TEXT EXCERPT:
== Segment start ==

OpenText's products include enterprise content management (OpenText Content Suite, OpenText Extended ECM, OpenText Documentum Content Management), Business Network, customer experience management (OpenText Customer Experience Platform), digital process automation (OpenText Process Automation), discovery (OpenText eDiscovery and Investigations), security (OpenText Forensic (EnCase), OpenText Carbonite and Webroot solutions, OpenText NetIQ, OpenText ArcSight, OpenText Voltage, OpenText Fortify), and AI and analytics (OpenText Magellan Product Suite).

OpenText announced cloud-native containerized versions of many of the company's software applications in April 2020.

=== Documentum ===

OpenText Documentum is a secure information management platform, named after the company Documentum that originally developed the software suite. In 2003, EMC acquired Documentum for $1.7 billion. In 2016, EMC was acquired by Dell, becoming Dell EMC. Subsequently, all of the Documentum intellectual property was sold to OpenText Corporation.

=== Content Suite Platform ===
In 1996, the product originally called "Livelink" became OpenText's. Between 2003 and 2005, "Livelink" evolved from being the name of a single product to being a brand applied to the names of several OpenText software products. As a result of this change, "Livelink Server" became known as "Livelink Enterprise Server" (LES) and later "Livelink ECM. In 2012, OpenText introduced the OpenText Content Suite. Then the technology component formerly known as Livelink ECM – Enterprise Server became known as OpenText Content Server, which is now a key component of OpenText Content Suite Platform.

=== Magellan ===
In July 2017, OpenText launched its artificial intelligence (AI) and analytics platform, OpenText Magellan, at the company's Enterprise World conference. The platform enabled consumers to use open-source software and algorithms, and for companies to build their own models.

=== RightFax ===
OpenText RightFax provides network-based fax functionality to enterprise organizations and has evolved through many versions since it was first released in 1992.

===OpenText Intelligent Capture (formerly Captiva)===
Captiva Software became a subsidiary of OpenText in 2017. It makes software for document information processing and data capture from paper and electronic documents and provides related services. Information in the form of extracted content and files is acquired in the Captiva Solution and then delivered for storage or workflow into document management systems such as those from Documentum, OpenText, Microsoft, or IBM. In 2019, Captiva was rebranded as OpenText Intelligent Capture.

== Segment end ==

RECORD EXTRACTS:

== Segment start ==

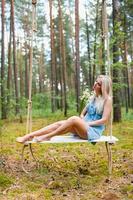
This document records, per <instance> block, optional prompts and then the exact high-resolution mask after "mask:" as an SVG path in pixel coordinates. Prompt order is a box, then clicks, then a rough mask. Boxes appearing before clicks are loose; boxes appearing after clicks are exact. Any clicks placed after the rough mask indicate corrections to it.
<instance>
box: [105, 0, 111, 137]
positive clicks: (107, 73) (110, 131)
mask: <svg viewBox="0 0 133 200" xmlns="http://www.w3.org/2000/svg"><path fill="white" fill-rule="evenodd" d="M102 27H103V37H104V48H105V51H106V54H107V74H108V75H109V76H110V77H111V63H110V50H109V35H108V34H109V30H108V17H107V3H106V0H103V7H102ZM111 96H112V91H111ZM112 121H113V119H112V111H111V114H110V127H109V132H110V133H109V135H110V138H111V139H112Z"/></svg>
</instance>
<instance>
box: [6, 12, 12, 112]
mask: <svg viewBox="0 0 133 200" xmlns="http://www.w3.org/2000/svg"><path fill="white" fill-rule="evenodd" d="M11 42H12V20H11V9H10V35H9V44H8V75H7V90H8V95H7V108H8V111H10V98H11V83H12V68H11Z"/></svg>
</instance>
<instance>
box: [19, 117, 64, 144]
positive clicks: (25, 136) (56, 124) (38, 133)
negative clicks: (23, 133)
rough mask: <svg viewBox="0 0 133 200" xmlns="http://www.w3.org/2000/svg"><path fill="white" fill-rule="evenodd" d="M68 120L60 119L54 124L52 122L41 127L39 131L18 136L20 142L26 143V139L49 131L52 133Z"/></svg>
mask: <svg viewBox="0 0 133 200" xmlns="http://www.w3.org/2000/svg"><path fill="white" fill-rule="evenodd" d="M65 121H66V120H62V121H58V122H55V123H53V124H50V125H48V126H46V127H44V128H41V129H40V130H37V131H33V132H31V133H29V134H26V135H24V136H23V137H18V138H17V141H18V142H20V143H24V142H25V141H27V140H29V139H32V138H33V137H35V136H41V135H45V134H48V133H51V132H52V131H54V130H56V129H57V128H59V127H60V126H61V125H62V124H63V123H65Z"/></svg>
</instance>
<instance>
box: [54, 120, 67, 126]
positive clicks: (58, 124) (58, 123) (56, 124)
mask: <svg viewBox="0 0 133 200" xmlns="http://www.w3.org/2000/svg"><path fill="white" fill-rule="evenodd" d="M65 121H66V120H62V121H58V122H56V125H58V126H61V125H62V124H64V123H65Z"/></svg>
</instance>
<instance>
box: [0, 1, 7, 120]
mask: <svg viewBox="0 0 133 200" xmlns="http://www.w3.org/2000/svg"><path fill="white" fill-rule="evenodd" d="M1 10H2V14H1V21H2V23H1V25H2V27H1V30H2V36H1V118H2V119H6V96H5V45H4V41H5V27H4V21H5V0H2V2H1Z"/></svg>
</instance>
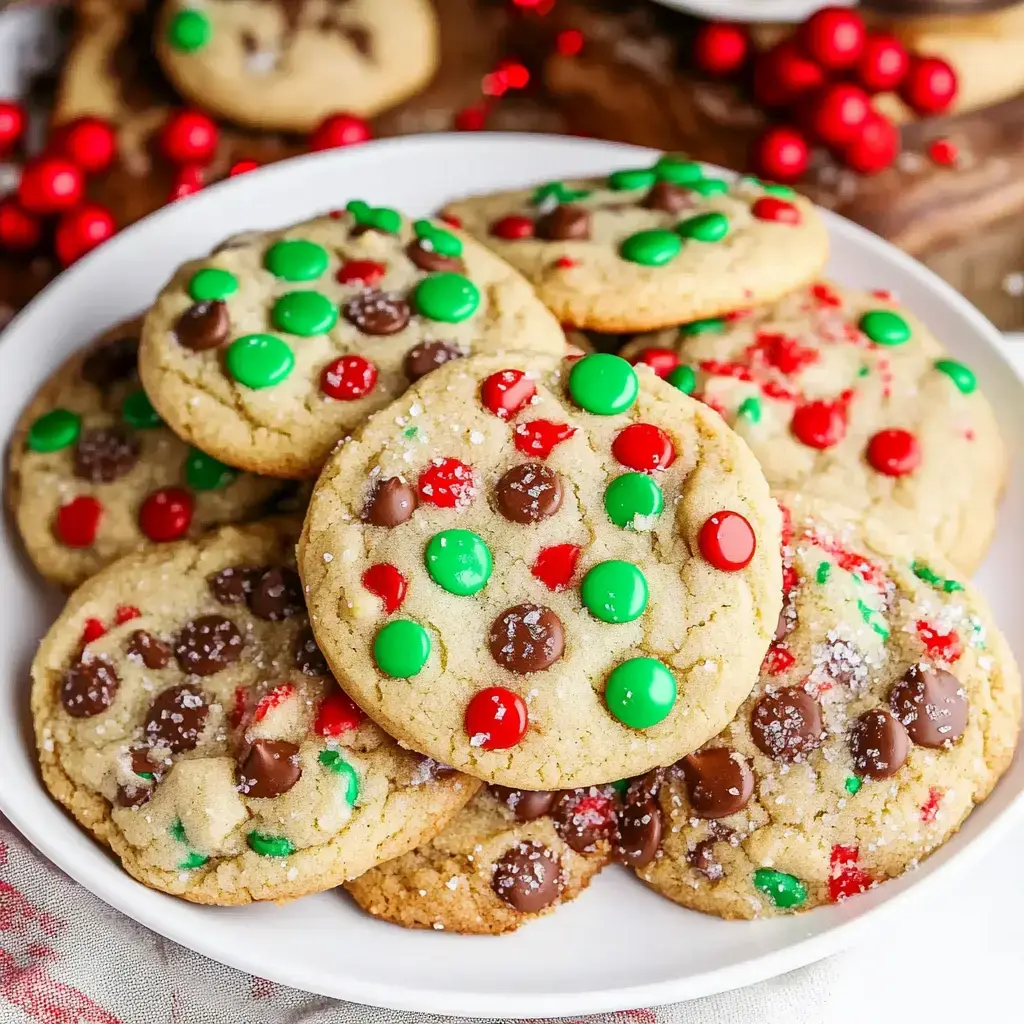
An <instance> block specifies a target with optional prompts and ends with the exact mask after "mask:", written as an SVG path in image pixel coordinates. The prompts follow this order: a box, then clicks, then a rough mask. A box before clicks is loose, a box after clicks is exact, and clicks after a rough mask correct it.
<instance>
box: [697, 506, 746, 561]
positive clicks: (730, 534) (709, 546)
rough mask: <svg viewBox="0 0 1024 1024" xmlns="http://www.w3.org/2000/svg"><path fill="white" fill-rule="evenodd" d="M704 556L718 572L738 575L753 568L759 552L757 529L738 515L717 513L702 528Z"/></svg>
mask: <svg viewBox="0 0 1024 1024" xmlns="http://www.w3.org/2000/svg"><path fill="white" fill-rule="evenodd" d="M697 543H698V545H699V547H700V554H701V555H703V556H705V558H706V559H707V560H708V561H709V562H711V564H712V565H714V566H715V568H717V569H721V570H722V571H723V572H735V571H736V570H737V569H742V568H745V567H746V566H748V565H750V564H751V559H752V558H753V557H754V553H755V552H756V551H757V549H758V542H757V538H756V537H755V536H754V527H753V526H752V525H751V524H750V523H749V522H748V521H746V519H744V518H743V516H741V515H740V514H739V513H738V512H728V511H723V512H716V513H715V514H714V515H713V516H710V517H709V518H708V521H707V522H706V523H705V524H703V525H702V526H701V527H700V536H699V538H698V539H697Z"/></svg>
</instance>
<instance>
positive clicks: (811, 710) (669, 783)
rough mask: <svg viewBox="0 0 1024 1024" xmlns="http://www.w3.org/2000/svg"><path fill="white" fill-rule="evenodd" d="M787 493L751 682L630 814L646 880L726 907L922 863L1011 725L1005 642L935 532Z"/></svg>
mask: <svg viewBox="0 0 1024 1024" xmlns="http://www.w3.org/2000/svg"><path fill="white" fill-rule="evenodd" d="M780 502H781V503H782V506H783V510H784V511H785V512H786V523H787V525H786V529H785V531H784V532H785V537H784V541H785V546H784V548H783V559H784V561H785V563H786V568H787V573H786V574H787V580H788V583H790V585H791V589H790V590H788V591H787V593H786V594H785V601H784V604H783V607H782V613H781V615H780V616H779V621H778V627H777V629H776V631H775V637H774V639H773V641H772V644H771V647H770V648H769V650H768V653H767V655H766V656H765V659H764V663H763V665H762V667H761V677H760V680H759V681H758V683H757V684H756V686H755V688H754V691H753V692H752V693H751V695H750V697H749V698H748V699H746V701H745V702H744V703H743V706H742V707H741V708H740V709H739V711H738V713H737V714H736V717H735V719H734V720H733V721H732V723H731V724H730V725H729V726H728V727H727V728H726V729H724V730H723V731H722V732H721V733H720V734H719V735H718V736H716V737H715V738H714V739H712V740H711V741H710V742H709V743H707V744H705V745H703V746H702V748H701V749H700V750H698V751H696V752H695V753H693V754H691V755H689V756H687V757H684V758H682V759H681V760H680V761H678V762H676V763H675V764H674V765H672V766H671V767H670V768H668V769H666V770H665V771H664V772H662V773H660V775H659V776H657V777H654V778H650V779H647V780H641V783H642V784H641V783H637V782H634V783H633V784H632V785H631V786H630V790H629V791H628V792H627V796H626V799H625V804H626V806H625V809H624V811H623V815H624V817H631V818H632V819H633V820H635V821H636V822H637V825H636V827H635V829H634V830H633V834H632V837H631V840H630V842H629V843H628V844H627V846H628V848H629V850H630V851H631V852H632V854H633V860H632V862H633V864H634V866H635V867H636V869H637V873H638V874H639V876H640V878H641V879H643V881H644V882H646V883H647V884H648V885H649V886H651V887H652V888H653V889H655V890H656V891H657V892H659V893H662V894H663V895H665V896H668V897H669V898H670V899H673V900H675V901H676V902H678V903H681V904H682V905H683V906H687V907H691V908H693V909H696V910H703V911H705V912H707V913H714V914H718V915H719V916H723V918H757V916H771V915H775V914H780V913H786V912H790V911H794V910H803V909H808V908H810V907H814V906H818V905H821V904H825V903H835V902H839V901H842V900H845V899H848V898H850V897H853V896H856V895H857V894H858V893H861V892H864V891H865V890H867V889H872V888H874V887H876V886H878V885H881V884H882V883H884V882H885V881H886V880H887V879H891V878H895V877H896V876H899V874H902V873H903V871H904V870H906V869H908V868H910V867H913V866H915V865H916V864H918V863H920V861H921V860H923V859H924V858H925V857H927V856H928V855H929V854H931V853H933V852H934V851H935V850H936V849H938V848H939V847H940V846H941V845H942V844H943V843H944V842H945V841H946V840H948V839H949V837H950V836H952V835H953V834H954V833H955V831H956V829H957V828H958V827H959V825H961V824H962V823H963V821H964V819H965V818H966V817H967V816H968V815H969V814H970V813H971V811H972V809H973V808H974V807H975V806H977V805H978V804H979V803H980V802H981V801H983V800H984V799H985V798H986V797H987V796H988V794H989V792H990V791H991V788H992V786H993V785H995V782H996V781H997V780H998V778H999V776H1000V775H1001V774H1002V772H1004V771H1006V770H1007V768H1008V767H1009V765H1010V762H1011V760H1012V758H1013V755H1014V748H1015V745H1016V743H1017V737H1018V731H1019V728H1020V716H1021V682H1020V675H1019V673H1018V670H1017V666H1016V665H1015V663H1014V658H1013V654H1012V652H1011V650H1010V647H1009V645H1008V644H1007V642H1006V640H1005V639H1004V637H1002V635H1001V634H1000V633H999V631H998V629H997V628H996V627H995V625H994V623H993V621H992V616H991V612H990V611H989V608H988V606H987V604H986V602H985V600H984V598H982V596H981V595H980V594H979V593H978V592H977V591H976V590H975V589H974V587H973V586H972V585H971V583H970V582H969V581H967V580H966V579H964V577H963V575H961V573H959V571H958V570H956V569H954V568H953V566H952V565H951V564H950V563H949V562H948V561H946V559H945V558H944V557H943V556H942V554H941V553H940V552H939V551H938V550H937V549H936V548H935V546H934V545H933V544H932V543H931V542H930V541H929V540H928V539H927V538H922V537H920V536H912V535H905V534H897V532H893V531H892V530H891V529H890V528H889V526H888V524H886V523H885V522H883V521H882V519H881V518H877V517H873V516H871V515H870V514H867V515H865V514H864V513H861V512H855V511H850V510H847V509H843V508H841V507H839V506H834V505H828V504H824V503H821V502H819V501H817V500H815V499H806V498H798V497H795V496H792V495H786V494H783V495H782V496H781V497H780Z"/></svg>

== Segment end ==
== Segment start ==

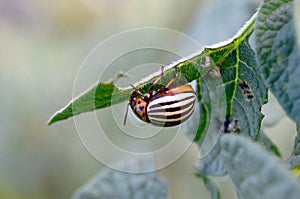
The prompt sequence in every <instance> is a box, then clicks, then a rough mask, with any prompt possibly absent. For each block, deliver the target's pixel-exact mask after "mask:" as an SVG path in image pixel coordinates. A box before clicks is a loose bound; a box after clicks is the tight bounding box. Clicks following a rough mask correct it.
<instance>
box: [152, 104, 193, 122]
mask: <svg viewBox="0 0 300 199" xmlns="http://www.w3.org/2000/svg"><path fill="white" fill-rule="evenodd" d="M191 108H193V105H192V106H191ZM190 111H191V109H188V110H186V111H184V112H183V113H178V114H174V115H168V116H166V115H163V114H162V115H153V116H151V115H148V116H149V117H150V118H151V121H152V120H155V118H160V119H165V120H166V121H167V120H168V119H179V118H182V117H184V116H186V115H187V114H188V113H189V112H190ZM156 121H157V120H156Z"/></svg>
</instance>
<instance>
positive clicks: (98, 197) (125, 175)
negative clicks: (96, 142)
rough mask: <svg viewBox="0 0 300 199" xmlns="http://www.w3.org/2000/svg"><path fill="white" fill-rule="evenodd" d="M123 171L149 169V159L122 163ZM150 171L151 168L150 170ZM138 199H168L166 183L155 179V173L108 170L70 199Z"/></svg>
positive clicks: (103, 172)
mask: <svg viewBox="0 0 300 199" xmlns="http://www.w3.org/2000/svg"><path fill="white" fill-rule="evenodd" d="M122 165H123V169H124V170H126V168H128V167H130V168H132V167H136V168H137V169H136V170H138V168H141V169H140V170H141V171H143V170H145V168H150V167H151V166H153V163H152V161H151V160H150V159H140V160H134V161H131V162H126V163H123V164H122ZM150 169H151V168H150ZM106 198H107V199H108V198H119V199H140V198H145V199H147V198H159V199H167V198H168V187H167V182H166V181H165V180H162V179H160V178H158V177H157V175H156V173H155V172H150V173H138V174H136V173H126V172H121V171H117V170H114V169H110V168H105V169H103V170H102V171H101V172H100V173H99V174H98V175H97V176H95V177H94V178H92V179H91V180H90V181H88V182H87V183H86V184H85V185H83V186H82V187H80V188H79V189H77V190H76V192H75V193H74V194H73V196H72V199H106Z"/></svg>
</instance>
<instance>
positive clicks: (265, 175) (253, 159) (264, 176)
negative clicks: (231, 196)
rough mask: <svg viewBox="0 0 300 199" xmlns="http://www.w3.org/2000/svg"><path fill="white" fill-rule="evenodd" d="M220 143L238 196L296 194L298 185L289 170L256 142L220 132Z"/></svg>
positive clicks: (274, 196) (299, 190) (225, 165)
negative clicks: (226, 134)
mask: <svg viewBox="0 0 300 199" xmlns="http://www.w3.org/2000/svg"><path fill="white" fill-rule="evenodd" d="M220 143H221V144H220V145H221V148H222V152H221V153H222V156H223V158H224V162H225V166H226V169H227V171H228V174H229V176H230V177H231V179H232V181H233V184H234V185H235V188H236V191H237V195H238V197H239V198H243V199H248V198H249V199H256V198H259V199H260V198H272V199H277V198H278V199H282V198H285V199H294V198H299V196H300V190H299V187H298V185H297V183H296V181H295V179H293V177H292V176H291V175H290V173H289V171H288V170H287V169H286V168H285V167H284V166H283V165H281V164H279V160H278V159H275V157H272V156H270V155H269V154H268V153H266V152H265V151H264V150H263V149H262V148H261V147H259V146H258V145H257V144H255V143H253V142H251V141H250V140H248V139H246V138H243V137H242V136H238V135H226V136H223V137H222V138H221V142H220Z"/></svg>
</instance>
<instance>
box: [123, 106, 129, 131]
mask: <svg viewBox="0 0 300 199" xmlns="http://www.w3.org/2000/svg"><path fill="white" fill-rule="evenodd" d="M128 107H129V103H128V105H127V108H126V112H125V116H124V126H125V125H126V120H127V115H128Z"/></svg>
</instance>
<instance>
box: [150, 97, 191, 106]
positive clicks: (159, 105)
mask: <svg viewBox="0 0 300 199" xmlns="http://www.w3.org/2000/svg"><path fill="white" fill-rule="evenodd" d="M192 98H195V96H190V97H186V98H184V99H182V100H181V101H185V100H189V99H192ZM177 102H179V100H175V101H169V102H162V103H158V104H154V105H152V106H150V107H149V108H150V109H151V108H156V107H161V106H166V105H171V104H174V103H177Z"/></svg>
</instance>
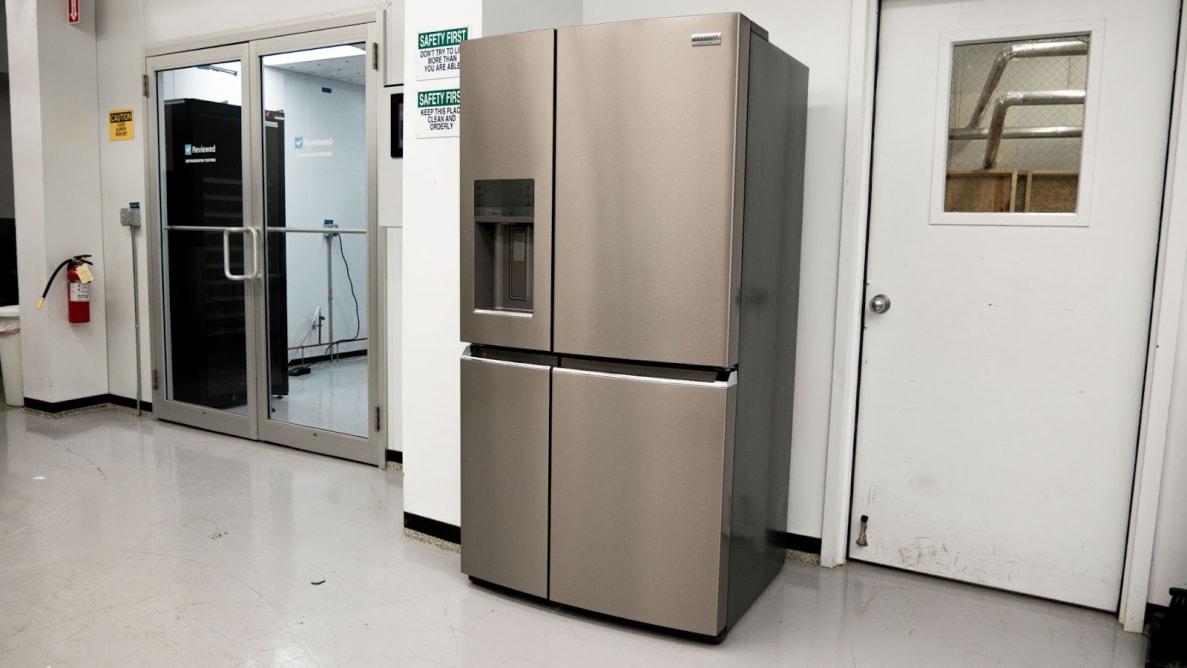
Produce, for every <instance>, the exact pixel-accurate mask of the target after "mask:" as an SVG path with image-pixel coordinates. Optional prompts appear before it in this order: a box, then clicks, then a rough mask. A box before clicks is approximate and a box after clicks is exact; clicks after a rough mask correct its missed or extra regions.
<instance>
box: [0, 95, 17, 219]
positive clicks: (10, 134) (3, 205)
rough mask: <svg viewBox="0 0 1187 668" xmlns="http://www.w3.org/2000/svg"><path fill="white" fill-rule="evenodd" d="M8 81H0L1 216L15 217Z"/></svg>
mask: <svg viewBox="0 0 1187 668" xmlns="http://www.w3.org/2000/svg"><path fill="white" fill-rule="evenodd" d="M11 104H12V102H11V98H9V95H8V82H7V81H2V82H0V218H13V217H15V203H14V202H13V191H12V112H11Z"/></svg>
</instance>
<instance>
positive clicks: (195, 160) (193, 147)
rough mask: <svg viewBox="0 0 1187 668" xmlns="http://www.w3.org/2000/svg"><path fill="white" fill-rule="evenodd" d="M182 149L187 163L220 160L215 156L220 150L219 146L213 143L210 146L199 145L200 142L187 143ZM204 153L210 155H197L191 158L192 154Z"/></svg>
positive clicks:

== Segment end ==
== Segment start ==

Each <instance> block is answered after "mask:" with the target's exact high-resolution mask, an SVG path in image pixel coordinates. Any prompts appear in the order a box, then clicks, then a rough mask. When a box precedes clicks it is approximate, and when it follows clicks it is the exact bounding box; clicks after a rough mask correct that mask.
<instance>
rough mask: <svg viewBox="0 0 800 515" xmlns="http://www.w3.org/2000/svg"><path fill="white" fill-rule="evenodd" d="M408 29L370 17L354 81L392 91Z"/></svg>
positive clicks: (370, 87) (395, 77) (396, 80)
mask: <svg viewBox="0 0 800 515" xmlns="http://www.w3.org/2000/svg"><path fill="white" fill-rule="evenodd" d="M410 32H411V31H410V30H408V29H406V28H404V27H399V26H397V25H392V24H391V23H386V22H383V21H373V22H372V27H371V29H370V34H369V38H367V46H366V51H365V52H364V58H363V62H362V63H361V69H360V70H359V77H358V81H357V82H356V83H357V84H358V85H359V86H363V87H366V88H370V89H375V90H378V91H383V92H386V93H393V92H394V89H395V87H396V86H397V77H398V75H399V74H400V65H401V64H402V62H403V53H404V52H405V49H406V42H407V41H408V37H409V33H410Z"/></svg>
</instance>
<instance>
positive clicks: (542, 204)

== Segment end ==

REQUIREMENT 1:
Answer these questions using the text about OpenText's products:
(a) In which year did EMC acquire Documentum, and at what price?
(b) In which year did OpenText introduce the OpenText Content Suite?
(c) What name was Captiva given when it was rebranded in 2019?
REQUIREMENT 2: Continue the text about OpenText's products, starting after its final sentence.
The items are separate material and are unrelated to the text about OpenText's products.

RESPONSE BOX 1:
(a) EMC acquired Documentum in 2003 for $1.7 billion.
(b) OpenText introduced the OpenText Content Suite in 2012.
(c) Captiva was rebranded as OpenText Intelligent Capture.

RESPONSE BOX 2:
===OpenText AppEnhancer (formerly ApplicationXtender)===
OpenText AppEnhancer is a content management system that manages, organizes, and stores information from an application or as an extension to an existing application. The product was acquired during OpenText's purchase of Dell EMC's ECD (Enterprise Content Division) in 2017.

=== OpenText Aviator ===
OpenText Aviator is a generative-AI solution. The product uses large language models (LLMs) and private data sets to solve industry-specific issues such as cybersecurity or DevOps through private business data management. OpenText Aviator includes business functions that provide a virtual agent for OpenText Service Management Automation X, software delivery optimization, and information retrieval in the workplace. The product also brings GenAI to Customer Communications Management and the company's supply chain platform.

=== Cloud Editions ===
Cloud Editions (CE) represents OpenText's flagship SaaS suite of solutions for enterprise information management, integrating content management, B2B network, cybersecurity, DevOps, and analytics in a cloud-native model. In November 2024, update 24.4 introduced new AI capabilities with the addition of over 100 AI agents to the platform. To demonstrate the value of the platform, the company released a program, "Earn Your Wings," that allowed organizations to test OpenText Aviator before completing a full deployment.

In April 2025, OpenText launched Titanium X, its strategic roadmap, through CE 25.2 to bring AI support to IT operations, cybersecurity, content services, application development, and customer communications.